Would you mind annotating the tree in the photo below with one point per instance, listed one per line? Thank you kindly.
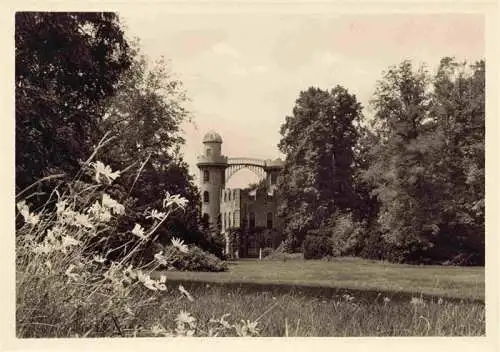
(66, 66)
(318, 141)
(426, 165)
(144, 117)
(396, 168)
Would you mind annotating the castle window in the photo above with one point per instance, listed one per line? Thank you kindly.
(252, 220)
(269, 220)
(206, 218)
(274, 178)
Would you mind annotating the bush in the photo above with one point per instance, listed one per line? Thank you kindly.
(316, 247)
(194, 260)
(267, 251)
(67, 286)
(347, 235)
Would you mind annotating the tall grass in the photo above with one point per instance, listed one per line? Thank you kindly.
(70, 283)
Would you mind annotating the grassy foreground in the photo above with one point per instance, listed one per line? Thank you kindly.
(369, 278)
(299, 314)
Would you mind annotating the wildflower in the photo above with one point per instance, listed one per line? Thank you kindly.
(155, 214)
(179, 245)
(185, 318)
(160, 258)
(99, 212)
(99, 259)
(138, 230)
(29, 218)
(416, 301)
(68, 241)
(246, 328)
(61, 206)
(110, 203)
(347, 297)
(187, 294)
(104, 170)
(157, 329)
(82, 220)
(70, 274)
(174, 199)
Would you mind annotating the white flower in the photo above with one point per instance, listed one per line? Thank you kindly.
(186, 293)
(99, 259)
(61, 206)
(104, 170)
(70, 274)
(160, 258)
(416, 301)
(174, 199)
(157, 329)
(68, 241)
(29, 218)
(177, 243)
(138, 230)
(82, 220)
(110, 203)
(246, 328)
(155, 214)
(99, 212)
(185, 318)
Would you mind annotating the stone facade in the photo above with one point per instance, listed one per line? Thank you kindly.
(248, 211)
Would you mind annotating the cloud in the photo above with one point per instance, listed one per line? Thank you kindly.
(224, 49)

--

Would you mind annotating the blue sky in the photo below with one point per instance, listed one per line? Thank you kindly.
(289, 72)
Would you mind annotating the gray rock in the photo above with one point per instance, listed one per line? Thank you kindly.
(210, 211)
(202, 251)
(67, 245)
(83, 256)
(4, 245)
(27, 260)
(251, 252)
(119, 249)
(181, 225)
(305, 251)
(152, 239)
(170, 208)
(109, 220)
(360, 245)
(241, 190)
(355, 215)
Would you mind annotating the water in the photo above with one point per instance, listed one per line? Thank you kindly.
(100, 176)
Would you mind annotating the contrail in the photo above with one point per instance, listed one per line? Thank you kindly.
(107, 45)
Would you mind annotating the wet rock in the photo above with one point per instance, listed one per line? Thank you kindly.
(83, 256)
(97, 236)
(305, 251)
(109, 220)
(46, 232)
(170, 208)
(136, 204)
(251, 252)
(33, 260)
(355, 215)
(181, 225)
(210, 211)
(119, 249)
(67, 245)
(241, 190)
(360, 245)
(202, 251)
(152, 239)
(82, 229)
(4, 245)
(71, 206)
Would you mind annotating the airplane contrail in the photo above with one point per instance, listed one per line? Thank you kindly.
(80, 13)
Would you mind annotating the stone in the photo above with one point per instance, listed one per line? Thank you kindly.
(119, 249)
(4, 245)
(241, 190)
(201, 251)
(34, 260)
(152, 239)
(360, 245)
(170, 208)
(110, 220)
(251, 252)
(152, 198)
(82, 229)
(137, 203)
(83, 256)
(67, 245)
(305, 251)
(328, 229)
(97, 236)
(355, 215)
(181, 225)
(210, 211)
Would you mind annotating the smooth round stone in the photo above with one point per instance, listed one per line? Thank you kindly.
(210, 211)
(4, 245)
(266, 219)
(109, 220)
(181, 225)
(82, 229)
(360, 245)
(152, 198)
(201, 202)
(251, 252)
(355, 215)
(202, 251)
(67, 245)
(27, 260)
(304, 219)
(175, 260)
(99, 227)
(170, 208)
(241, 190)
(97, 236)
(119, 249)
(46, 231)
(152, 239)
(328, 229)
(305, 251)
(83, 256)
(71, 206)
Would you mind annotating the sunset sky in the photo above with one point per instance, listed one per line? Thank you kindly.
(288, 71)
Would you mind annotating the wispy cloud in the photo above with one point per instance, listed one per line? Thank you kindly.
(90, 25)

...

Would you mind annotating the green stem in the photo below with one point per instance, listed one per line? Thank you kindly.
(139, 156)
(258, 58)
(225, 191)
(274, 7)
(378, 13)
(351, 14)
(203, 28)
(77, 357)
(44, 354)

• [Task details]
List each line in the entries above that contains the word "cloud". Case matters.

• [Exercise solution]
Would you mind annotating the cloud in the photo above with one point per instance, listed one per line? Thank you kindly.
Would you mind annotating the wispy cloud in the photo above with one point per instance, listed one per line? Thank you kindly.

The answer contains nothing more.